Start at the line with "Target: group of people" in the records below, stop at the line with "Target: stone planter", and return every line in that span exactly, the two end lines included.

Records shown:
__________

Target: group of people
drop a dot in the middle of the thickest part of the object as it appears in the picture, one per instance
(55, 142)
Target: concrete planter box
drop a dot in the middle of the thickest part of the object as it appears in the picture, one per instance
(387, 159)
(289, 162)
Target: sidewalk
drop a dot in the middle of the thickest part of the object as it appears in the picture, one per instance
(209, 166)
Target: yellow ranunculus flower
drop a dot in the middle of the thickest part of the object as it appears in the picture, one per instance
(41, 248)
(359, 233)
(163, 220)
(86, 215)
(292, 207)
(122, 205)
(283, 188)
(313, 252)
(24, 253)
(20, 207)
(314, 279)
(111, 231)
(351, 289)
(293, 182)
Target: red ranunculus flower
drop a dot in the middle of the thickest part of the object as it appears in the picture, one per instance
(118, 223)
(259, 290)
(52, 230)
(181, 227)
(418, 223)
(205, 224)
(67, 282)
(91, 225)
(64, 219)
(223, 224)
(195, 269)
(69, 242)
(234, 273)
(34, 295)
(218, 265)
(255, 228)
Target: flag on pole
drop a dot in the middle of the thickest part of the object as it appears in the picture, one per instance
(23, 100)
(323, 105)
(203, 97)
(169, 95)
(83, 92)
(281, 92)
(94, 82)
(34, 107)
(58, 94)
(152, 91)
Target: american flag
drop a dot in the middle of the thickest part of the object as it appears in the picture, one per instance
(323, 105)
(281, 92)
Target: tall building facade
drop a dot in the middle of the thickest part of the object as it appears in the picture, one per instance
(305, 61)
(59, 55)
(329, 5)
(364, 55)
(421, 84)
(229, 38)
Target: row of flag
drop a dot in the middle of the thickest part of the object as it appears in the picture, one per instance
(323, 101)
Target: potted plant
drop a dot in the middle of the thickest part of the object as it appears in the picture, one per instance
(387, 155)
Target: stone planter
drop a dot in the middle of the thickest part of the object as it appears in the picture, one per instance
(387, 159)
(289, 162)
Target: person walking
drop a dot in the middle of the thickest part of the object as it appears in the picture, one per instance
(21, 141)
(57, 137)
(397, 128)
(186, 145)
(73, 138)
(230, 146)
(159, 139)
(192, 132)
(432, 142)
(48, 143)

__________

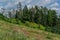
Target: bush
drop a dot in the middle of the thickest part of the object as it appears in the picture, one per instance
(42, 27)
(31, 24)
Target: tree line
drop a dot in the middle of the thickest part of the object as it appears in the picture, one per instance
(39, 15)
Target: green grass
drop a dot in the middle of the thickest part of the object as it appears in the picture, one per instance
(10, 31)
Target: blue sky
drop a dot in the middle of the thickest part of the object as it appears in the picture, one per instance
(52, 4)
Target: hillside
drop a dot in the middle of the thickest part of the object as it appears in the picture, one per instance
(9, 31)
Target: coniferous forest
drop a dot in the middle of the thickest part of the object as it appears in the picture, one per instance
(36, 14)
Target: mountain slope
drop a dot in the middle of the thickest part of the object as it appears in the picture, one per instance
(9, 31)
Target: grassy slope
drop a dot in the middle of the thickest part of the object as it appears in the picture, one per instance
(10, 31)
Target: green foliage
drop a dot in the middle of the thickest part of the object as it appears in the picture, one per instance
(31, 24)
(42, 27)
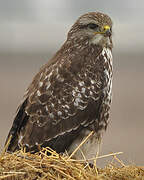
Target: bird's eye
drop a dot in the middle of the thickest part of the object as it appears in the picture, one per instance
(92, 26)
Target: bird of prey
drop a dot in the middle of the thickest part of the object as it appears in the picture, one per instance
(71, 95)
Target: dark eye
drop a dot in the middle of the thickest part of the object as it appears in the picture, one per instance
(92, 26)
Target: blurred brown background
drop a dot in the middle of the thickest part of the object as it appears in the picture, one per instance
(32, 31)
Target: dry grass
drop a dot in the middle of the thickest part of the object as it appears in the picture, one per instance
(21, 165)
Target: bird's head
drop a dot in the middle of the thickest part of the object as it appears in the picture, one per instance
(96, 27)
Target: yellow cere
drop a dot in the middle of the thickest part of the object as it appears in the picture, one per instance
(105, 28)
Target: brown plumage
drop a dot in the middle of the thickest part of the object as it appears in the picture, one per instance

__________

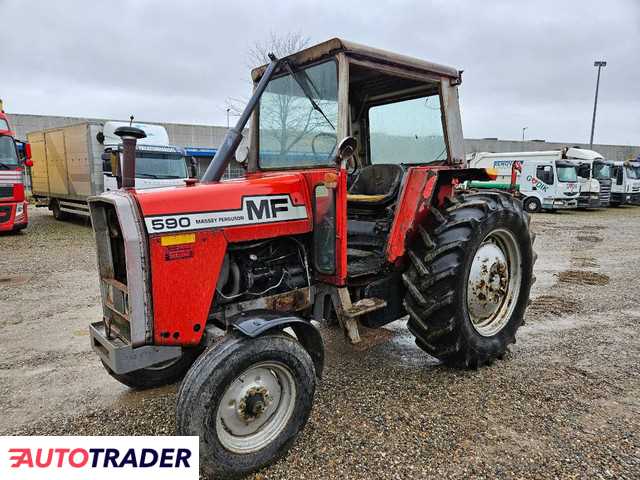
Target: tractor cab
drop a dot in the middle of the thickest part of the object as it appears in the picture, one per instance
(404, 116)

__________

Answer below:
Target: group of people
drop a dot in the middle of the thickest part of the object as it appears in the picture, one per instance
(55, 142)
Target: concrete planter box
drop a dot in the middle of the thickest part of the object as it appears in the picture, one per instance
(387, 159)
(289, 162)
Target: sidewalk
drop a dot in the middle of the thickest part of the object as it appears in the picture, one per instance
(209, 166)
Target: yellow ranunculus flower
drop a dot in the middle of the thickest part of the object as it appears in the picture, one per instance
(41, 248)
(359, 233)
(163, 220)
(86, 215)
(292, 207)
(122, 205)
(283, 188)
(313, 252)
(24, 253)
(20, 207)
(314, 279)
(111, 231)
(351, 289)
(293, 182)
Target: red ranunculus flower
drop a dot in the middle of the thickest part of the object as it appears in the picture, one per instance
(118, 223)
(259, 290)
(52, 230)
(181, 227)
(418, 223)
(205, 224)
(67, 282)
(91, 225)
(64, 219)
(223, 224)
(195, 269)
(69, 242)
(234, 273)
(34, 295)
(218, 265)
(255, 228)
Target: flag on pole
drop a dot in the middle of the thickest part of the object as it appears in the picture, one per instance
(23, 100)
(323, 105)
(203, 97)
(169, 95)
(83, 92)
(281, 92)
(94, 82)
(34, 107)
(58, 94)
(152, 91)
Target: american flag
drop a dot in the middle of the thickest part of the object as it appears in the picture, one per instance
(323, 105)
(281, 92)
Target: tall building facade
drop a dot in the middle of the thickest part of the object as it appears in the picture, one per instance
(305, 61)
(59, 55)
(329, 5)
(364, 55)
(421, 84)
(229, 38)
Target: row of flag
drop a dot in the middle of the thickest part of the object as it appears in the picture, one per instance
(323, 101)
Target: potted plant
drop a dot in the middle of the thickest part of the object as it appears in the picture, one per instance
(387, 155)
Target: stone planter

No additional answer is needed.